### WHAT THIS TASK INVOLVES
Gather every line below that contains the string "head", and copy each one as it appears.

### AVAILABLE RECORDS

———

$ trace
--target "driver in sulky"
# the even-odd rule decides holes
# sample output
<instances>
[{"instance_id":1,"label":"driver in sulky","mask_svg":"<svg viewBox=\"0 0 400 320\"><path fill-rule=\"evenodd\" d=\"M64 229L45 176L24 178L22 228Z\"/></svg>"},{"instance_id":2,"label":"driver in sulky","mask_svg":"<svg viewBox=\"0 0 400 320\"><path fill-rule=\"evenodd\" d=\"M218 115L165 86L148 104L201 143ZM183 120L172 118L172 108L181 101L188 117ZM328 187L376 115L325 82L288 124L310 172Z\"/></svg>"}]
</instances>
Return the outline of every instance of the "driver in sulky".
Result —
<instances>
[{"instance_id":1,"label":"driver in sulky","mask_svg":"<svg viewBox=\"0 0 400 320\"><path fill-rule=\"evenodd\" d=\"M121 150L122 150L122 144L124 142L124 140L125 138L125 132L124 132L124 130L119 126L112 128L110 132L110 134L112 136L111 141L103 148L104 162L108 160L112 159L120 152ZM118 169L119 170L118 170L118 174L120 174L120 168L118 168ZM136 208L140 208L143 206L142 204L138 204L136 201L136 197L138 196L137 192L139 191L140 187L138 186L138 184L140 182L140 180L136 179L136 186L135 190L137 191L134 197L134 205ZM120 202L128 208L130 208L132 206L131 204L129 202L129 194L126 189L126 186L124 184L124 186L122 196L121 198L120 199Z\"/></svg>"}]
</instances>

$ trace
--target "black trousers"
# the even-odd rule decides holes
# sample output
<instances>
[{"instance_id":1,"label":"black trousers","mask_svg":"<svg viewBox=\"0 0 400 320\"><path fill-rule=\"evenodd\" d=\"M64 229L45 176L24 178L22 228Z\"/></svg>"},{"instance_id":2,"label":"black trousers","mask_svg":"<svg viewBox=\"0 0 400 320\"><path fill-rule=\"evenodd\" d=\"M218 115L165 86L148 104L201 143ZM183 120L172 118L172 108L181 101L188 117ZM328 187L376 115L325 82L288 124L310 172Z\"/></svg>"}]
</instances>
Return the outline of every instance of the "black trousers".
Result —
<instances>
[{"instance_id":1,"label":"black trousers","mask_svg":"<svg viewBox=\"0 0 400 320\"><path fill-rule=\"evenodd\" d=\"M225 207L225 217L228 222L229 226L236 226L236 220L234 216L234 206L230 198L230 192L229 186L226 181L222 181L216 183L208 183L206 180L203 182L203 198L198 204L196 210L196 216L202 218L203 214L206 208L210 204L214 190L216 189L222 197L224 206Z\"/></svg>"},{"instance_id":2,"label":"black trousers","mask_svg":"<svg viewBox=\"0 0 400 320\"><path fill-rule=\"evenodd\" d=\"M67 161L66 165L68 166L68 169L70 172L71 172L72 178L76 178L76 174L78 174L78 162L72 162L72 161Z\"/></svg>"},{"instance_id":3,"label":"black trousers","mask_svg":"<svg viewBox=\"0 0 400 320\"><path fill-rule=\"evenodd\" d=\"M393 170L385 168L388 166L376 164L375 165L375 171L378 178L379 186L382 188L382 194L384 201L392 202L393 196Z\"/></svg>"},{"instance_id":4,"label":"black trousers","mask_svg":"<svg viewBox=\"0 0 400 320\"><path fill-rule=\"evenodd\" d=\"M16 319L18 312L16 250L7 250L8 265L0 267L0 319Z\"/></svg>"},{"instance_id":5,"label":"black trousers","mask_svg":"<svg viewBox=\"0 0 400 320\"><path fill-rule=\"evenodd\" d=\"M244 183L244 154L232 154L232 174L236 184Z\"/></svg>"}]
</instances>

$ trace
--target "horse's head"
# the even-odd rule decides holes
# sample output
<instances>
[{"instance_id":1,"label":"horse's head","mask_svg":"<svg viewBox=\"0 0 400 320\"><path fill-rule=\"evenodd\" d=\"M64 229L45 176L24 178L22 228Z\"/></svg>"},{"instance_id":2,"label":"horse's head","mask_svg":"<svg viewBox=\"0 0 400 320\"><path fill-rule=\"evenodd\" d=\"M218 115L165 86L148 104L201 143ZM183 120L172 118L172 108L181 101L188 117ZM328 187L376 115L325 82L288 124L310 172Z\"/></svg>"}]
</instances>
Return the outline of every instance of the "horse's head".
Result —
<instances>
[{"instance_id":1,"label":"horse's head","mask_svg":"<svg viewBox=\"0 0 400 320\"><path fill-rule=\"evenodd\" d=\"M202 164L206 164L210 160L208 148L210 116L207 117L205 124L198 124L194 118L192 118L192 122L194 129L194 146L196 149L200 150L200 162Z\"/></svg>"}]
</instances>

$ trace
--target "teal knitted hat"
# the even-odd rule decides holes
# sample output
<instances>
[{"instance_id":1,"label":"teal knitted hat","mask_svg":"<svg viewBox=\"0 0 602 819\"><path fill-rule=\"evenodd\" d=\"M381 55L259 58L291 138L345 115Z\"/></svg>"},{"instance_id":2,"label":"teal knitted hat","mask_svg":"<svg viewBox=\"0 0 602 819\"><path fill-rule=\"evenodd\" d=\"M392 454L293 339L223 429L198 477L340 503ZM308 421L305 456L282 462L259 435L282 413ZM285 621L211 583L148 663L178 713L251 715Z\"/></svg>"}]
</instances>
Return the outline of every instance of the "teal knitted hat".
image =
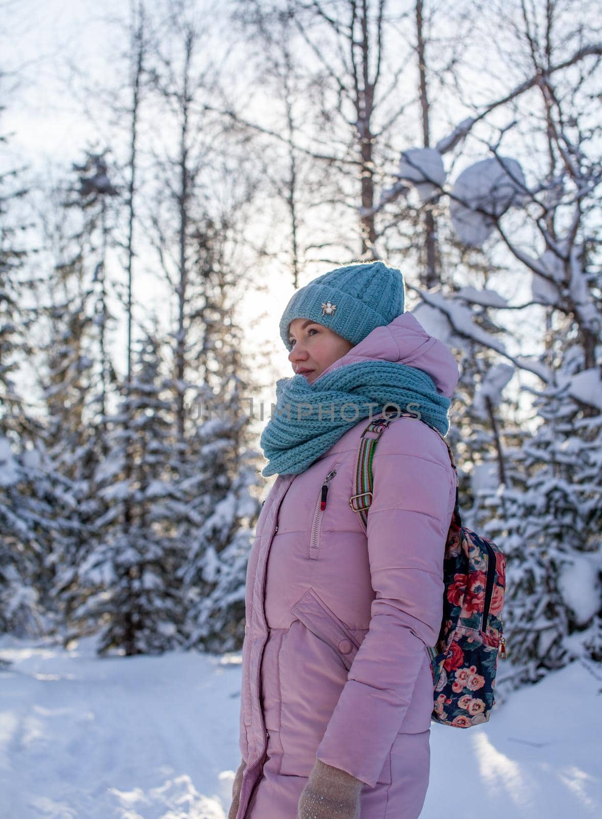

———

### SOLVED PROBLEM
--target "horse's head"
[{"instance_id":1,"label":"horse's head","mask_svg":"<svg viewBox=\"0 0 400 320\"><path fill-rule=\"evenodd\" d=\"M64 229L45 176L24 178L22 228Z\"/></svg>"},{"instance_id":2,"label":"horse's head","mask_svg":"<svg viewBox=\"0 0 400 320\"><path fill-rule=\"evenodd\" d=\"M218 115L165 86L148 104L201 143ZM183 120L172 118L172 108L181 101L188 117ZM328 187L376 115L325 82L288 124L310 172Z\"/></svg>"}]
Return the outline of every instance of the "horse's head".
[{"instance_id":1,"label":"horse's head","mask_svg":"<svg viewBox=\"0 0 400 320\"><path fill-rule=\"evenodd\" d=\"M202 164L206 164L210 160L208 148L210 116L207 117L205 124L198 124L194 118L192 118L192 122L194 129L194 146L196 149L200 150L200 162Z\"/></svg>"}]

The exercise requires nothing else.